#### [Information shown]
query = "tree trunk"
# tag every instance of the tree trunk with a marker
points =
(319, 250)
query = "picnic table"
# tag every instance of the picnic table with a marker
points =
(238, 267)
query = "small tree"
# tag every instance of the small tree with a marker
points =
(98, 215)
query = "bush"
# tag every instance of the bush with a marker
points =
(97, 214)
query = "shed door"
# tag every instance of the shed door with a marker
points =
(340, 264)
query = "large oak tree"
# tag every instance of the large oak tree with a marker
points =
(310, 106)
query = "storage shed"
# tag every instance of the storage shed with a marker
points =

...

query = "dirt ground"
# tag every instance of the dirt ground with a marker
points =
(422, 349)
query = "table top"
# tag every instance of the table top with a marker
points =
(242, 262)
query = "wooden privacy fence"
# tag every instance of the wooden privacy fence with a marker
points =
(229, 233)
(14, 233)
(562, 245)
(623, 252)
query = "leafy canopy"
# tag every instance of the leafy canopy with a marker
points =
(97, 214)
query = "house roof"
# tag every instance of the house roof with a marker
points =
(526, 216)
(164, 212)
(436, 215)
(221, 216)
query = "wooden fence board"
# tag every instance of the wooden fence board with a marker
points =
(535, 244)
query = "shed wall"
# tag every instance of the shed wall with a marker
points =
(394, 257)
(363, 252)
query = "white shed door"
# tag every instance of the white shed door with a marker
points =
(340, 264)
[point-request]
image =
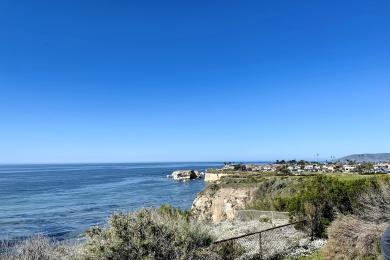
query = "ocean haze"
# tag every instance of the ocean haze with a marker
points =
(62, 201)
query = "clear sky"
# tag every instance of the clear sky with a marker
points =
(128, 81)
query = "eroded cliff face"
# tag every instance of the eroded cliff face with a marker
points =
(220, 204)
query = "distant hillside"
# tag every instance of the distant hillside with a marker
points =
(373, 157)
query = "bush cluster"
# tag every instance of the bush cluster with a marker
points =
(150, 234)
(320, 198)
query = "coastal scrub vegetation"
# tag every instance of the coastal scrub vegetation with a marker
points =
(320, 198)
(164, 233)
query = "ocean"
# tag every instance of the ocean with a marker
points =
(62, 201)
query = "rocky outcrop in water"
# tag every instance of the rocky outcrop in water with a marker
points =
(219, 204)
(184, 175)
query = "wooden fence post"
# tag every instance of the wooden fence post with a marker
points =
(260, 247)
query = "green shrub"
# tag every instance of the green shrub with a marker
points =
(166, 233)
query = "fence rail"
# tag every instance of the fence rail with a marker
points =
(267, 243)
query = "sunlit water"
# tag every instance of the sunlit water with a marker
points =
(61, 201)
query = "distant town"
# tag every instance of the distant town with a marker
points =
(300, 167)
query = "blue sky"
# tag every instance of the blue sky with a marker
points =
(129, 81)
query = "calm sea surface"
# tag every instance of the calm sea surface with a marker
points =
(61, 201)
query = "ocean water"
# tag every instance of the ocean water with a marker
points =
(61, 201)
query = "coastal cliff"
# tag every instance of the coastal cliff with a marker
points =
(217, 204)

---

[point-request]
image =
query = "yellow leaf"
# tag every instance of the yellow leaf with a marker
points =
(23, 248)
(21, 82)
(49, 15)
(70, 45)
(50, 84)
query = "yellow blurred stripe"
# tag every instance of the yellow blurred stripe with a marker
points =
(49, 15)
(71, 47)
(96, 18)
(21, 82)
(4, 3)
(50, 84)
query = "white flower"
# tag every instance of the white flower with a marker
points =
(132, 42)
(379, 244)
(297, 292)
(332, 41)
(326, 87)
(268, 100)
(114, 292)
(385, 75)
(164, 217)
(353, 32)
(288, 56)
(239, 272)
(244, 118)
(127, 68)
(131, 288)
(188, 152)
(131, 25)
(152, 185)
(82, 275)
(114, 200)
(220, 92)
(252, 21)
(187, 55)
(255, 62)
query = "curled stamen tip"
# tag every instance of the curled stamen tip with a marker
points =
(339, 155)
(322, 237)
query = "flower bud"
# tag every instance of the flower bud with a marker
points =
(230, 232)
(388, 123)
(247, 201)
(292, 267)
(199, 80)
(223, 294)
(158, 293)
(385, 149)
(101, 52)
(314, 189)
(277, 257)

#### [What to do]
Pull out every line of the listing above that contains the string "roof". Only matches with the same case count.

#### [Exercise output]
query = "house roof"
# tag every instance of the house roof with a marker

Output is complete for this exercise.